## [Goal of the exercise]
Copy each line in the data that includes the word "blue".

Source material section start

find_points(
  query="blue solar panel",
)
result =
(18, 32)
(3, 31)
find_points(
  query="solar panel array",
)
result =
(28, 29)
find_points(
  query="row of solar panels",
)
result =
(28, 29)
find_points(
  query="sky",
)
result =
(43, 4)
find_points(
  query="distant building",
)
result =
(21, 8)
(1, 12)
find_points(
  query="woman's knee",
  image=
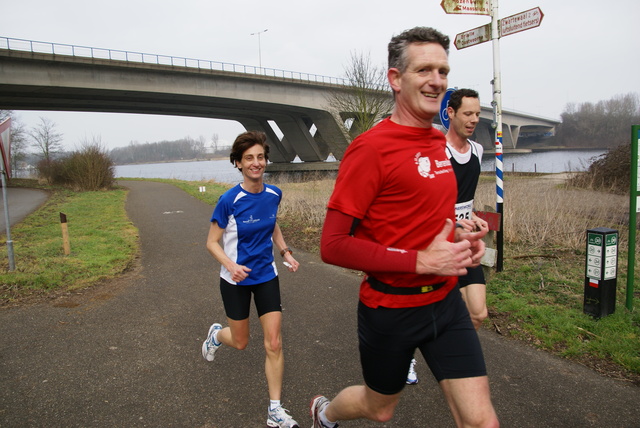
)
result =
(273, 344)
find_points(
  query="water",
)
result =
(222, 170)
(551, 161)
(218, 170)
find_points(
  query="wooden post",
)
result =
(65, 234)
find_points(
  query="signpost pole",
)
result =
(497, 108)
(634, 208)
(5, 151)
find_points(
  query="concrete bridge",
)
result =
(47, 76)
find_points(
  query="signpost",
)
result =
(444, 114)
(473, 37)
(634, 209)
(510, 25)
(493, 31)
(466, 7)
(5, 171)
(521, 21)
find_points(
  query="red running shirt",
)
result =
(399, 182)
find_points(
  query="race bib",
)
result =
(464, 210)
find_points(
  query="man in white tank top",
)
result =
(466, 157)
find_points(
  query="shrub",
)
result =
(610, 171)
(87, 169)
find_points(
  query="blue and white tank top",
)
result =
(248, 220)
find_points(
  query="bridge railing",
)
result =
(146, 58)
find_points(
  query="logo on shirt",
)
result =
(424, 166)
(251, 220)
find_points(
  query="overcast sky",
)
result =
(584, 50)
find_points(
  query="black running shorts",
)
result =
(442, 331)
(237, 298)
(474, 275)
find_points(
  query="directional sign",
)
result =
(473, 37)
(467, 7)
(521, 21)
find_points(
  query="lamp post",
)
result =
(259, 47)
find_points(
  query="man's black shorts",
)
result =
(442, 331)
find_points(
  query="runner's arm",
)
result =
(338, 247)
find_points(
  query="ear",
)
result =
(394, 76)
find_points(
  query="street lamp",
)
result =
(259, 47)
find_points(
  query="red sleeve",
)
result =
(338, 247)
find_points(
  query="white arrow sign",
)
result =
(473, 37)
(521, 21)
(467, 7)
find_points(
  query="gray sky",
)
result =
(584, 50)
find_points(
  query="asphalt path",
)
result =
(126, 353)
(21, 202)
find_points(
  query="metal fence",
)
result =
(146, 58)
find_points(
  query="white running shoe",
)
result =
(210, 346)
(279, 418)
(412, 377)
(318, 403)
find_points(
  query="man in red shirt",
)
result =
(392, 216)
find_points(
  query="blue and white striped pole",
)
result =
(497, 105)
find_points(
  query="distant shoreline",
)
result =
(176, 161)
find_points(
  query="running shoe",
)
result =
(210, 346)
(318, 403)
(412, 377)
(279, 418)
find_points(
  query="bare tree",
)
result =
(215, 139)
(45, 138)
(18, 138)
(367, 97)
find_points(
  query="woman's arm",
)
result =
(278, 241)
(238, 272)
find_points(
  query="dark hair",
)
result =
(245, 141)
(399, 44)
(455, 101)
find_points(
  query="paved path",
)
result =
(127, 353)
(21, 202)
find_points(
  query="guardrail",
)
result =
(146, 58)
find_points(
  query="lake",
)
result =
(554, 161)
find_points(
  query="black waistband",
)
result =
(389, 289)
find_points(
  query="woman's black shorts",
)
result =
(237, 298)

Source material section end

## [Answer below]
  query="blue solar panel",
  query="blue and white tank top",
  query="blue and white striped pole",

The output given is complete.